(Instruction) Repeat, line for line, the entries printed below.

(Task material)
☆ ☆ ☆ ☆
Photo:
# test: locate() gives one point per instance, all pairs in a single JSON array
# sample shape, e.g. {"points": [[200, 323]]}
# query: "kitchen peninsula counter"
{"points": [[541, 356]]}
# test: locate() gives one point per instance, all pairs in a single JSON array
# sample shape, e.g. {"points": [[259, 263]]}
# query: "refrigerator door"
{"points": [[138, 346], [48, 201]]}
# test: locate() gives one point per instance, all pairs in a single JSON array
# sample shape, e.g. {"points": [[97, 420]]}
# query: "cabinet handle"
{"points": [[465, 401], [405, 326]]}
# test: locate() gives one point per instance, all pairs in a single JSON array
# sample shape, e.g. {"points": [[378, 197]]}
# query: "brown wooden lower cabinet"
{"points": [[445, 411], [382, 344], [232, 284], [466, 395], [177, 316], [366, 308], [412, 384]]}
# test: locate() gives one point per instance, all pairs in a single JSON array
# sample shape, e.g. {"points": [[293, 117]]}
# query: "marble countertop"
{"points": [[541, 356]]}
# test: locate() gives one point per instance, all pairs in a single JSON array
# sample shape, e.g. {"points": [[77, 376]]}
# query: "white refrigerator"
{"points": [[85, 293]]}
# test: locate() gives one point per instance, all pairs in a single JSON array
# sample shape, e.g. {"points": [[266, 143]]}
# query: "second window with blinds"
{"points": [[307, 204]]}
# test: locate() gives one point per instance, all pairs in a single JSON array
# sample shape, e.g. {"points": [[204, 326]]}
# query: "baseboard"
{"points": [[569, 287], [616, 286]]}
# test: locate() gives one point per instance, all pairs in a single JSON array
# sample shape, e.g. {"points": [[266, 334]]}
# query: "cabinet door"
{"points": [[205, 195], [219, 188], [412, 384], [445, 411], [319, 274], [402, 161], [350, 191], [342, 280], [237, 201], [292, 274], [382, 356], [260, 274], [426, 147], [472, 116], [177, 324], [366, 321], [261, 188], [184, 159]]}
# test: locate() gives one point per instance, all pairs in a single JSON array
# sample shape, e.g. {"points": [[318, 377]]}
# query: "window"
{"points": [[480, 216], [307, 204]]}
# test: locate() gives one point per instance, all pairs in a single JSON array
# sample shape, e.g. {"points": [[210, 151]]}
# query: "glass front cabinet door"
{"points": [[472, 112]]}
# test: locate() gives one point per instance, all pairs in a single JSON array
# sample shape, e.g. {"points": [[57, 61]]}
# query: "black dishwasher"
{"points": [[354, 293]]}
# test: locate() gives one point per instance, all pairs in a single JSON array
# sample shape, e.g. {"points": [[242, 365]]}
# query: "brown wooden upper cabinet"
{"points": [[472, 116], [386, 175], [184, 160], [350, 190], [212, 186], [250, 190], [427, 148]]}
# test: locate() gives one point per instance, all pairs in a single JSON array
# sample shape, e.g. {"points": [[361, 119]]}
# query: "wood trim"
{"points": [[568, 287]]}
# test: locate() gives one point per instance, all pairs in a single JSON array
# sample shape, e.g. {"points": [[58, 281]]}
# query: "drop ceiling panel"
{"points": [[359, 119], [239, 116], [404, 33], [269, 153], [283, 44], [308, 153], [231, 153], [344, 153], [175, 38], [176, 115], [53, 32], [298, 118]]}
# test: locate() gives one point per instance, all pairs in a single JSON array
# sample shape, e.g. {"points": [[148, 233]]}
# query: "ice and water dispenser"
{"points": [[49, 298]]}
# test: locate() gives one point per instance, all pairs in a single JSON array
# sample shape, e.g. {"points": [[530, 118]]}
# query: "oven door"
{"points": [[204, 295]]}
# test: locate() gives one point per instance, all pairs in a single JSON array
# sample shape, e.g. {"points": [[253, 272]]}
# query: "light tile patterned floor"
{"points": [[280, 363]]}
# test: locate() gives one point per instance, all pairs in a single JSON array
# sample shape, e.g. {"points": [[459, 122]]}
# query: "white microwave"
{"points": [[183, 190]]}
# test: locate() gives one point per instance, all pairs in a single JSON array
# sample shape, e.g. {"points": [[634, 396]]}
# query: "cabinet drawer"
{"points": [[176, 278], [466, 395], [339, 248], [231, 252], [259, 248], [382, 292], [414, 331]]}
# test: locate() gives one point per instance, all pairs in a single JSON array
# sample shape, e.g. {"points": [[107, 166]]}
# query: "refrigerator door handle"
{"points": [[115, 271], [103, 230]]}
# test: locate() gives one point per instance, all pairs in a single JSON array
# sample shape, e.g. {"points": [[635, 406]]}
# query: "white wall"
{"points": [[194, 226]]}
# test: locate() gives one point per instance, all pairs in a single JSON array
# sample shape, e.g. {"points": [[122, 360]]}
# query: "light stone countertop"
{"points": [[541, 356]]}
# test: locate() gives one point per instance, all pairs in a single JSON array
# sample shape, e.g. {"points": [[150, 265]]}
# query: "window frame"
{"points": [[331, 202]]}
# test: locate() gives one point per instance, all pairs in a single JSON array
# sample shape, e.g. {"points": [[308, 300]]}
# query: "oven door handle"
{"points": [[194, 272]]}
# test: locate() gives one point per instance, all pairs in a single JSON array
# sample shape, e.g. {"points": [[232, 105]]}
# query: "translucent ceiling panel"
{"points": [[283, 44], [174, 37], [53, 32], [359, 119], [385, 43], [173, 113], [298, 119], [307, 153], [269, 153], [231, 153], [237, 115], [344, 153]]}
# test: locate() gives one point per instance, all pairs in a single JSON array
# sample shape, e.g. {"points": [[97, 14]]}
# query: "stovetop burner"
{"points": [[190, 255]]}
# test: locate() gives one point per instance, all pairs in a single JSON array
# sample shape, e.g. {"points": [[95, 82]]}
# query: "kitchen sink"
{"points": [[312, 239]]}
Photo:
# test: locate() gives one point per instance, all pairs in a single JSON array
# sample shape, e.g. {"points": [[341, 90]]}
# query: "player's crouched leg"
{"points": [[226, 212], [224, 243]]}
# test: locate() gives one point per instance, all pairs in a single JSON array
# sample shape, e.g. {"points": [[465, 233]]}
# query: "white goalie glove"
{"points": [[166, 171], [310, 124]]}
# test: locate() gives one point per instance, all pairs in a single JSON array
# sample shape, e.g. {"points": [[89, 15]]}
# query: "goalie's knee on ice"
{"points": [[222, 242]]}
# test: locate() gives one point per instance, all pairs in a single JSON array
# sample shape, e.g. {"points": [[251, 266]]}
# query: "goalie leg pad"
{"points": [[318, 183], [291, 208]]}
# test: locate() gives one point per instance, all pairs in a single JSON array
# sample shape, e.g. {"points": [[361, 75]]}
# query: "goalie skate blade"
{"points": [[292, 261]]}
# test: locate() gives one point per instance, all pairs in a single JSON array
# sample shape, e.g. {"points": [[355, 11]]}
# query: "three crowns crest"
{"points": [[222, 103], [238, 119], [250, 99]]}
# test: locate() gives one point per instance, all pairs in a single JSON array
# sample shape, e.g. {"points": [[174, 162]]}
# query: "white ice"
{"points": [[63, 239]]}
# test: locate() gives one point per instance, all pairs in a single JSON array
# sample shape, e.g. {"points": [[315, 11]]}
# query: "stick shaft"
☆ ☆ ☆ ☆
(Solution)
Photo:
# test: locate() gives one point per instance, all pairs in a single JSON array
# sample shape, e.g. {"points": [[200, 323]]}
# query: "kitchen peninsula counter"
{"points": [[541, 356]]}
# test: locate() gives one point per instance, all pairs in a single JSON array
# sample shape, e.g. {"points": [[259, 263]]}
# query: "refrigerator door"
{"points": [[138, 346], [48, 201]]}
# test: locate() gives one point per instance, all pairs in a single JSON array
# sample shape, e.g. {"points": [[97, 420]]}
# query: "cabinet handle"
{"points": [[465, 401], [405, 326]]}
# test: locate() gives one point per instance, all pairs in a single JSON array
# sample shape, e.g. {"points": [[378, 197]]}
# query: "brown wooden lower cabinet"
{"points": [[445, 411], [382, 344], [232, 284], [466, 395], [177, 316], [366, 308], [412, 384]]}
# test: locate() gives one point per instance, all pairs in a single JSON array
# sample shape, e.g. {"points": [[293, 117]]}
# query: "marble countertop"
{"points": [[541, 356]]}
# test: locate() gives one point per instance, all pairs in a single JSON array
# sample shape, e.g. {"points": [[77, 376]]}
# query: "white refrigerator"
{"points": [[85, 293]]}
# test: locate() gives one point per instance, all pairs in a single JSON array
# sample shape, e.g. {"points": [[266, 143]]}
# query: "second window with blinds"
{"points": [[307, 204]]}
# test: locate() gives one point per instance, all pairs in a single JSON array
# sample shape, e.g. {"points": [[204, 326]]}
# query: "baseboard"
{"points": [[569, 287], [616, 286]]}
# test: locate() gives one point per instance, all pairs in a single JSON array
# sample shape, e.g. {"points": [[266, 334]]}
# query: "cabinet door"
{"points": [[205, 195], [219, 188], [412, 384], [445, 411], [319, 274], [402, 161], [350, 191], [342, 280], [237, 201], [292, 274], [382, 356], [260, 274], [426, 147], [472, 116], [177, 324], [366, 321], [261, 188], [184, 159]]}
# test: locate() gives one point per instance, all pairs in a single JSON array
# sample shape, e.g. {"points": [[318, 377]]}
# query: "window"
{"points": [[480, 216], [307, 204]]}
# test: locate() gives one point per instance, all pairs in a single JSON array
# sample shape, e.g. {"points": [[210, 151]]}
# query: "glass front cabinet door"
{"points": [[472, 112]]}
# test: locate() gives one point per instance, all pairs in a single JSON array
# sample shape, e.g. {"points": [[57, 61]]}
# query: "black dishwasher"
{"points": [[354, 293]]}
# test: locate() gives one point per instance, all pairs in a single JSON array
# sample shape, e.g. {"points": [[242, 365]]}
# query: "brown wooden upper cabinet"
{"points": [[472, 116], [386, 175], [184, 160], [350, 190], [212, 186], [250, 190], [427, 148]]}
# test: locate() gives one point per instance, all pairs in a single JSON array
# sample shape, e.g. {"points": [[361, 119]]}
# query: "wood trim"
{"points": [[568, 287]]}
# test: locate() gives one point per instance, all pairs in a single JSON array
# sample shape, e.g. {"points": [[58, 281]]}
# query: "drop ceiling panel"
{"points": [[359, 119], [239, 116], [404, 33], [269, 153], [283, 44], [308, 153], [231, 153], [344, 153], [175, 38], [176, 115], [53, 32], [298, 118]]}
# test: locate() gives one point per instance, all pairs in a single JSON array
# sample shape, e.g. {"points": [[148, 233]]}
# query: "ice and water dispenser"
{"points": [[49, 298]]}
# test: locate() gives one point per instance, all pairs in a single JSON array
# sample shape, e.g. {"points": [[530, 118]]}
# query: "oven door"
{"points": [[204, 295]]}
# test: locate() gives one point per instance, all pairs in a single JSON array
# sample shape, e.g. {"points": [[253, 272]]}
# query: "light tile patterned floor"
{"points": [[280, 363]]}
# test: locate() gives one point per instance, all pairs in a single JSON array
# sample shape, e.g. {"points": [[459, 122]]}
# query: "white microwave"
{"points": [[183, 190]]}
# test: locate() gives one point per instance, all pairs in a single JSON array
# sample shape, e.g. {"points": [[634, 396]]}
# query: "cabinet drawer"
{"points": [[176, 278], [466, 395], [339, 248], [231, 252], [259, 248], [382, 292], [414, 331]]}
# test: locate() gives one point per instance, all pairs in a single JSON array
# sample shape, e.g. {"points": [[107, 166]]}
# query: "refrigerator door handle"
{"points": [[115, 271], [103, 230]]}
# test: locate() gives one point per instance, all pairs in a single JSON array
# sample shape, e.g. {"points": [[635, 406]]}
# query: "white wall"
{"points": [[194, 226]]}
# test: locate() gives one point per instance, all pairs in a single JSON array
# sample shape, e.g. {"points": [[122, 360]]}
# query: "light stone countertop"
{"points": [[541, 356]]}
# test: locate() gives one point per instance, all pairs in a single JSON array
# sample shape, e.g. {"points": [[150, 265]]}
# query: "window frame"
{"points": [[331, 202]]}
# test: locate() gives one point per instance, all pairs in a single JSON array
# sample shape, e.g. {"points": [[308, 300]]}
# query: "oven door handle"
{"points": [[194, 272]]}
# test: locate() gives one point per instance, all pairs in a single JSON array
# sample shape, e.g. {"points": [[232, 105]]}
# query: "translucent ceiling panel"
{"points": [[283, 44], [174, 37], [53, 32], [359, 119], [385, 43], [173, 113], [298, 119], [307, 153], [269, 153], [231, 153], [237, 115], [344, 153]]}
# test: locate() gives one point per instance, all pairs in a single JSON array
# sample shape, e.g. {"points": [[97, 14]]}
# query: "stovetop burner"
{"points": [[190, 255]]}
# test: locate() gives one point per instance, all pairs in a single JSON array
# sample shape, e.g. {"points": [[95, 82]]}
# query: "kitchen sink"
{"points": [[312, 239]]}
Photo:
# test: locate() gives one point per instance, all pairs in a single JSON array
# sample shape, e.g. {"points": [[341, 90]]}
# query: "player's crouched leg"
{"points": [[226, 212], [224, 243]]}
# test: locate() gives one point per instance, all pairs in a single JSON array
# sample shape, e.g. {"points": [[465, 233]]}
# query: "white goalie glove"
{"points": [[166, 171], [310, 124]]}
# test: locate() gives one point per instance, all pairs in a single JSON array
# sample shape, e.g. {"points": [[89, 15]]}
# query: "goalie's knee on ice"
{"points": [[222, 242]]}
# test: locate() gives one point per instance, all pairs in a single JSON array
# sample shape, e.g. {"points": [[251, 266]]}
# query: "goalie leg pad"
{"points": [[318, 183], [291, 208]]}
# test: locate() gives one point per instance, all pairs in a single JSON array
# sample shape, e.g. {"points": [[361, 75]]}
# query: "goalie skate blade"
{"points": [[292, 261]]}
# test: locate() gives one point per instance, all pairs in a single JSON array
# sample shape, e.g. {"points": [[355, 11]]}
# query: "three crowns crest"
{"points": [[222, 103], [238, 119], [250, 99]]}
# test: locate() gives one point per instance, all pairs in a single JSON array
# sample shape, e.g. {"points": [[174, 162]]}
# query: "white ice"
{"points": [[63, 239]]}
# test: locate() gives one point per instance, all pairs in a single JSON array
# sample shape, e.g. {"points": [[315, 11]]}
# query: "stick shaft"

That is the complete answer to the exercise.